**WORK REQUIRED:** Copy out, unchanged, the lines below, starting with the line that contains "Pardon the request, but I'd like you to find every outdoor" and continuing through the end of the items.

**Lines of data:**

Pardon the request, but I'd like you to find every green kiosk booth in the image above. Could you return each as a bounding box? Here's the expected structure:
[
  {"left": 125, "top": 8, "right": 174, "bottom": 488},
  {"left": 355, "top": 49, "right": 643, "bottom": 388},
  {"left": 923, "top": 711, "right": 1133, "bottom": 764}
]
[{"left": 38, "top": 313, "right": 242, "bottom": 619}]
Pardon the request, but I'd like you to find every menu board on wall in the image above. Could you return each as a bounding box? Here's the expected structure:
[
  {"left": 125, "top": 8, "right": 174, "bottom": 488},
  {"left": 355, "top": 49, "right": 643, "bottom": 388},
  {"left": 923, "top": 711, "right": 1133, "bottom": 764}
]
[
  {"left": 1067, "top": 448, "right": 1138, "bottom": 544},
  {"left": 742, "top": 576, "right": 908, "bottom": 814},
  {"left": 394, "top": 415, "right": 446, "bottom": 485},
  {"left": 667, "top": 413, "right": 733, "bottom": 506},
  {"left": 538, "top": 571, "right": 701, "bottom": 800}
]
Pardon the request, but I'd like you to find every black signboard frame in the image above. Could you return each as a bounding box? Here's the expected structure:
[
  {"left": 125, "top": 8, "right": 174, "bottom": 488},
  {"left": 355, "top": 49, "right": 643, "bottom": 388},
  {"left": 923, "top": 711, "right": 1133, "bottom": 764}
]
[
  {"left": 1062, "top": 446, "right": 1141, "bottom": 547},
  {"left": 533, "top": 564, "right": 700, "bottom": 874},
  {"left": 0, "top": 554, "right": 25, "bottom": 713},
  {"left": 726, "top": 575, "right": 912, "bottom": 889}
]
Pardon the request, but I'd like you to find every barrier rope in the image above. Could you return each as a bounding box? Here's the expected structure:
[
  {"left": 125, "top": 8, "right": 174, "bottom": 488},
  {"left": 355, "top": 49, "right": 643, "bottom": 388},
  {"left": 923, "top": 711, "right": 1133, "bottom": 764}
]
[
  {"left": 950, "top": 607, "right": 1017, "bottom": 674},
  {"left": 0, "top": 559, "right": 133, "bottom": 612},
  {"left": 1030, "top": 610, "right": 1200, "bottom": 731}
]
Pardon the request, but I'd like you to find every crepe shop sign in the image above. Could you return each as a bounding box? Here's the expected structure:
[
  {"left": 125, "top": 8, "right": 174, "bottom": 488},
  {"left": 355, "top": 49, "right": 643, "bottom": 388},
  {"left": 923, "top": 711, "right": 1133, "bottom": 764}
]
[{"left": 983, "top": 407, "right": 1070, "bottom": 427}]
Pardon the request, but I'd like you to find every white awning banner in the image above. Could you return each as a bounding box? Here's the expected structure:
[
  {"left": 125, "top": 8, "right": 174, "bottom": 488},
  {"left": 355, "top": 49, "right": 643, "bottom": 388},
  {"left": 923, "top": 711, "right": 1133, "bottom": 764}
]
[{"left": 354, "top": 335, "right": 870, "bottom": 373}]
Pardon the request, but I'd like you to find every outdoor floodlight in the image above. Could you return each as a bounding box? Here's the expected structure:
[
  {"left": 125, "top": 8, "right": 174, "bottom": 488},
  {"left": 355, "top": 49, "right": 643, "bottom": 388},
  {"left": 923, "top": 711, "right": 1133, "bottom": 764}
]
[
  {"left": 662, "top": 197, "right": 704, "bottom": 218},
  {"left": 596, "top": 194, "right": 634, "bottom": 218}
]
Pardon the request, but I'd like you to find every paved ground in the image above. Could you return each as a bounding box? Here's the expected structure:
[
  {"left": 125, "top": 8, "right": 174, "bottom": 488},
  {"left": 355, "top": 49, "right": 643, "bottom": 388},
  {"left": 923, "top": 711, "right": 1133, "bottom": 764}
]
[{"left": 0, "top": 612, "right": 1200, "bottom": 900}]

**SOLUTION TO THE EXERCISE:**
Pardon the request, but I'd like you to find every outdoor floodlight in the image above. Could you return each as a bounding box? Here's the expected structure:
[
  {"left": 125, "top": 8, "right": 174, "bottom": 488},
  {"left": 355, "top": 49, "right": 643, "bottom": 388},
  {"left": 923, "top": 711, "right": 1133, "bottom": 764}
]
[
  {"left": 662, "top": 197, "right": 704, "bottom": 218},
  {"left": 596, "top": 194, "right": 634, "bottom": 218}
]
Pardon the request, but I'd like you to find every paved ground in the image above. Could you return each as a bounding box? Here's the expected structure:
[
  {"left": 125, "top": 8, "right": 174, "bottom": 488},
  {"left": 355, "top": 49, "right": 643, "bottom": 388},
  {"left": 923, "top": 711, "right": 1133, "bottom": 764}
]
[{"left": 0, "top": 612, "right": 1200, "bottom": 900}]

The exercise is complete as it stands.